== THE EXERCISE ==
Copy every one of the following items word for word, without changing any line.

----------------------------------------

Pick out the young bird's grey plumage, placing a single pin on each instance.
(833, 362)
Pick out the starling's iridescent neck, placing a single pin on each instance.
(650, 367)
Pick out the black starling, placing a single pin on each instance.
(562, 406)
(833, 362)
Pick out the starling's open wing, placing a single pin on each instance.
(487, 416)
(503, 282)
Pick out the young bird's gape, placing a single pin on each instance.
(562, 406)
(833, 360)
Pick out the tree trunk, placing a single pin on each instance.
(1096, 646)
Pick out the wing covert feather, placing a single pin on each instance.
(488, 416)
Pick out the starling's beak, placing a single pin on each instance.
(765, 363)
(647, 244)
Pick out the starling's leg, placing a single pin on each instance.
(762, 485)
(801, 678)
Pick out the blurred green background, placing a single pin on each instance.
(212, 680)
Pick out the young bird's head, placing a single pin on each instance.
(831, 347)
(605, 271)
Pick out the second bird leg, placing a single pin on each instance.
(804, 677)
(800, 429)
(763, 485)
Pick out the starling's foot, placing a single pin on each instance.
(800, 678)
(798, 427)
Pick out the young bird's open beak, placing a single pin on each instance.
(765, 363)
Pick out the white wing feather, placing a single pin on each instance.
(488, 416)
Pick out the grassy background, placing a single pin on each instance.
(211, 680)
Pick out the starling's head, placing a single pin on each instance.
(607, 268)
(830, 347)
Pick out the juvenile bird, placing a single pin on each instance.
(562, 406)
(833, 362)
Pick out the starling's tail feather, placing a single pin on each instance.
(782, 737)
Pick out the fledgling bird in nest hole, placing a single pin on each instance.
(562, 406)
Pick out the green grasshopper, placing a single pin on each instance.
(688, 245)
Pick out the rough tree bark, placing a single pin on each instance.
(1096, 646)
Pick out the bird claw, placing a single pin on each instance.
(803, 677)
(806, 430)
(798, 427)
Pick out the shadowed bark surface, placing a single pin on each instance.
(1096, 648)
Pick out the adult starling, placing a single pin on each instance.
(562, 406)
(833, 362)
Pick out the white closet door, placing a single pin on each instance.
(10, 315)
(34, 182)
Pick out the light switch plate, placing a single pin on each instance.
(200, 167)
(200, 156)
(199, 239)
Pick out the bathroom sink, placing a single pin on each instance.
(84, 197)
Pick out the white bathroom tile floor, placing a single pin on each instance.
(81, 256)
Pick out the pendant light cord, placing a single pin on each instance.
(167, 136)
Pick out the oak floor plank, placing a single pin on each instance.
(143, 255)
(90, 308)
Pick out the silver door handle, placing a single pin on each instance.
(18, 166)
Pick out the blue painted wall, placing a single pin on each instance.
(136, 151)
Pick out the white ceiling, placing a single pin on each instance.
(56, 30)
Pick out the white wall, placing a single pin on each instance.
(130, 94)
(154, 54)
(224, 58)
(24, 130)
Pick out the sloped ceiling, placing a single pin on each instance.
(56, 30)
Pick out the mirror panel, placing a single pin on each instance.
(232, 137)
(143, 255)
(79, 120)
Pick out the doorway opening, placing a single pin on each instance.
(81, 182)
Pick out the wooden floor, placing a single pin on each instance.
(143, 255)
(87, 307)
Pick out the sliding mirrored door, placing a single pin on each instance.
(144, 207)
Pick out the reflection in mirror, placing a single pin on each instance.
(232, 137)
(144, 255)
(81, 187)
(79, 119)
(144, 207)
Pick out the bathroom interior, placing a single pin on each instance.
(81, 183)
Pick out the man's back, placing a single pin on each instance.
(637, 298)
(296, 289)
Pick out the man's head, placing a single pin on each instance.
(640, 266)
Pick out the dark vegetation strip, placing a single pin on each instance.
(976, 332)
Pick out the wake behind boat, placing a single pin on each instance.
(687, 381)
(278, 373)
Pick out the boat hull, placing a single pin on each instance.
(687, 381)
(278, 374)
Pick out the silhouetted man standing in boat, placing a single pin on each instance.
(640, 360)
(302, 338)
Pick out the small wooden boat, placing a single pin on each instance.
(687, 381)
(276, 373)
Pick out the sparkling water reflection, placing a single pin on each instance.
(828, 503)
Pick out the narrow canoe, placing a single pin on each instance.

----------------------------------------

== WRITTEN SOLUTION ==
Pick out the young bird's grey plumage, placing a single pin on each instance.
(833, 362)
Pick out the starling's iridescent neck, placing a single pin on each instance.
(650, 367)
Pick out the black starling, placing a single pin on each instance.
(562, 406)
(833, 362)
Pick out the starling's open wing, placing a single pin on each instance.
(487, 416)
(503, 282)
Pick out the young bird's gape, placing a single pin on each instance.
(562, 406)
(833, 360)
Pick out the tree trunk, placing a single pin on each instance.
(1096, 646)
Pick out the wing covert feather, placing a single pin on each instance.
(488, 416)
Pick out the starling's beak, placing a single pin on each instance.
(765, 363)
(647, 244)
Pick out the starling's leg, placing a single pin on each instance.
(762, 485)
(801, 678)
Pick out the blurred green background, placing a single pin on each instance.
(212, 680)
Pick out the young bird's head, placing a single pin on each instance.
(831, 347)
(605, 271)
Pick out the second bird leg, placing a single pin on each instance.
(804, 677)
(800, 429)
(763, 485)
Pick out the starling's foot, placing a single pin on each instance.
(800, 678)
(798, 427)
Pick out the young bird's open beak, placing a single pin on each instance.
(765, 363)
Pick out the white wing feather, placing a single pin on each instance.
(488, 416)
Pick out the grassy background, placing a single pin on each instance.
(211, 680)
Pick out the starling's head, placing a single pin on each instance.
(607, 268)
(830, 347)
Pick out the juvenile bird, placing a single pin on each instance.
(562, 406)
(833, 362)
Pick out the starling's tail feather, placing a single pin on each instance.
(782, 737)
Pick out the fledgling bird in nest hole, placing a single pin on each instance.
(562, 406)
Pick out the green grasshopper, placing a single pin on each instance.
(688, 245)
Pick out the rough tree bark, placing a single pin on each instance.
(1096, 646)
Pick out the bird claw, placing a single pin on each instance.
(803, 677)
(806, 430)
(798, 427)
Pick out the shadowed bark surface, placing a single pin on each instance.
(1096, 648)
Pick out the adult starling, placing a single pin on each instance.
(562, 406)
(833, 362)
Pick out the white closet door, placing a single pin on each instance.
(10, 315)
(34, 182)
Pick out the light switch plate, placing a single pin on each instance.
(200, 167)
(200, 156)
(199, 239)
Pick out the bathroom sink, placing a single pin on each instance.
(84, 197)
Pick out the white bathroom tile floor, placing a single pin on each instance.
(81, 256)
Pick out the pendant light cord, placing a single pin on each instance.
(167, 136)
Pick out the oak floor plank, placing a single pin on each instance.
(143, 255)
(90, 308)
Pick out the silver door handle, placing a single pin on each instance.
(18, 166)
Pick out the blue painted wall, placing a single pin on each instance.
(136, 151)
Pick out the white ceiling, placing a single pin on each instance.
(56, 30)
Pick out the white wall, placing a single pin on each instance.
(130, 94)
(154, 54)
(224, 58)
(24, 130)
Pick out the sloped ceiling, placing a single pin on each instance.
(56, 30)
Pick out the mirror panel, placing a single pin on each instance.
(232, 137)
(143, 255)
(79, 120)
Pick out the doorway opening, placing a single pin on each instance.
(81, 182)
Pick out the wooden floor, placing a single pin on each instance.
(143, 255)
(87, 307)
Pick out the sliding mirrored door, placing a single pin on each instance.
(144, 207)
Pick out the reflection in mirror, placing a single pin on each instance.
(232, 137)
(144, 255)
(81, 187)
(79, 119)
(144, 207)
Pick out the bathroom interior, placing a single pin on each instance.
(81, 183)
Pick out the man's back, placing a single pin on each instance.
(637, 298)
(296, 289)
Pick out the man's head, placing a single pin on each instance.
(640, 266)
Pick out the dark vegetation strip, placing a single pin on each instance.
(976, 332)
Pick out the wake behind boat, placing a single pin on each instance.
(687, 381)
(278, 373)
Pick out the boat hull, placing a single pin on each instance.
(687, 381)
(278, 374)
Pick out the silhouetted man standing in boat, placing a single pin on each instance.
(640, 360)
(302, 338)
Pick out the small wooden boat, placing a single pin on each instance.
(687, 381)
(276, 373)
Pick out the sparkling water reflection, placing a single pin on each instance.
(828, 503)
Pick out the narrow canoe, placing a single pin on each instance.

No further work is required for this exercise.